> [Objective] Can you write out each of the rows below word for word, changing nothing?
========
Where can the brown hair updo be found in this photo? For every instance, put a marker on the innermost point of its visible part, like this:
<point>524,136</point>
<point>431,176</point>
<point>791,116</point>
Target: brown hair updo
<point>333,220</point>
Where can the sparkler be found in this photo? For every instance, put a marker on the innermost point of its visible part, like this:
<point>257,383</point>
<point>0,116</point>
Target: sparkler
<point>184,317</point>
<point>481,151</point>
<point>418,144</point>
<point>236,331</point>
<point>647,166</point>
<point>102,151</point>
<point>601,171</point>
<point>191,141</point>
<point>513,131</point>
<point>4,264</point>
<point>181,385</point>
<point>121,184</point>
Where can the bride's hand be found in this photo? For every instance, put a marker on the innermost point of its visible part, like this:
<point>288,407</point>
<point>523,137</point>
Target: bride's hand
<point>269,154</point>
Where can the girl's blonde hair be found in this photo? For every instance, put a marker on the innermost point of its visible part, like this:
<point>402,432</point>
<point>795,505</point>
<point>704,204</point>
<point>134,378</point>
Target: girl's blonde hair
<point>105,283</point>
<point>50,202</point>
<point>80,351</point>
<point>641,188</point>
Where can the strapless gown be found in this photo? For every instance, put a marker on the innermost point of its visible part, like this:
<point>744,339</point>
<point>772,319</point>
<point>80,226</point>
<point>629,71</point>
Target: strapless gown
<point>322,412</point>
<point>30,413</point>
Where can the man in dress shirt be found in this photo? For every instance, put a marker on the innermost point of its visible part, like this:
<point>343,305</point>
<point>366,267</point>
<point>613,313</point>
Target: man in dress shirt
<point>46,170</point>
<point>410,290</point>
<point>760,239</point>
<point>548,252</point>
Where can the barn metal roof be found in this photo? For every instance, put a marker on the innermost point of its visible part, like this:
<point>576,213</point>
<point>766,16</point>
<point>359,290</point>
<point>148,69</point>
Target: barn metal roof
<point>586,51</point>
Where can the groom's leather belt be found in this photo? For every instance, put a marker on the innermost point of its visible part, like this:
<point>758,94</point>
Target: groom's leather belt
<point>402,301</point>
========
> [Task output]
Where can the brown hair updo be found in this photo? For every instance, put a marker on the innermost point of its visible part, like this:
<point>524,136</point>
<point>431,176</point>
<point>791,116</point>
Target: brown hair updo
<point>333,220</point>
Where can the sparkler be found in this photo? For every instance, put a marker on the innermost point of its visible part, like this:
<point>257,383</point>
<point>0,116</point>
Target: sparkler
<point>184,317</point>
<point>481,151</point>
<point>418,144</point>
<point>236,331</point>
<point>647,166</point>
<point>102,151</point>
<point>601,171</point>
<point>191,141</point>
<point>513,131</point>
<point>4,264</point>
<point>181,385</point>
<point>121,184</point>
Where can the bride's hand be found in this photo? For every instance, put a marker on the innermost point of its visible part, like this:
<point>288,407</point>
<point>523,137</point>
Target: bride's hand
<point>269,154</point>
Where can the girl's blonde hair be found in this photo? For every instance, put a marker on the innermost point of its visible part, like this:
<point>402,432</point>
<point>795,505</point>
<point>704,204</point>
<point>134,378</point>
Target: girl's blonde hair
<point>105,283</point>
<point>50,202</point>
<point>80,351</point>
<point>641,188</point>
Where can the strapless gown be found in this photo? For every instance, put a marker on the innermost point of its visible part, like this:
<point>744,339</point>
<point>772,319</point>
<point>80,226</point>
<point>629,71</point>
Target: strapless gown
<point>322,412</point>
<point>30,413</point>
Where can the man in dress shirt be found in this photo? For every instance, put a marker on the innermost point of its visible part, like this:
<point>343,305</point>
<point>366,267</point>
<point>613,313</point>
Target: man in dress shirt
<point>46,170</point>
<point>410,290</point>
<point>760,239</point>
<point>548,252</point>
Where can the barn metal roof be found in this photo? For every instance, put a marker on the innermost point of its visible part, like this:
<point>576,213</point>
<point>766,16</point>
<point>359,290</point>
<point>148,69</point>
Target: barn metal roof
<point>586,51</point>
Where can the groom's leather belt be found in this photo? For every instance, put a marker on the innermost point of its visible part, like this:
<point>758,94</point>
Target: groom's leather belt
<point>402,301</point>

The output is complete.